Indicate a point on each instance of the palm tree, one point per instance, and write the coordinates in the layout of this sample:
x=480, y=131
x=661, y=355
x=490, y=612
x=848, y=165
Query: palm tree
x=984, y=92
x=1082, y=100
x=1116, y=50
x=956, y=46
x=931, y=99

================

:: WHAT IS EXPECTED ::
Reproduce the material above, line for line, with no changes.

:: EXERCISE ANSWER ::
Indicate a point on each instance of the palm tree, one point per instance, and write the coordinates in the layout of this sample:
x=480, y=131
x=661, y=355
x=490, y=612
x=848, y=165
Query: palm tree
x=984, y=92
x=1082, y=100
x=1116, y=50
x=956, y=46
x=931, y=99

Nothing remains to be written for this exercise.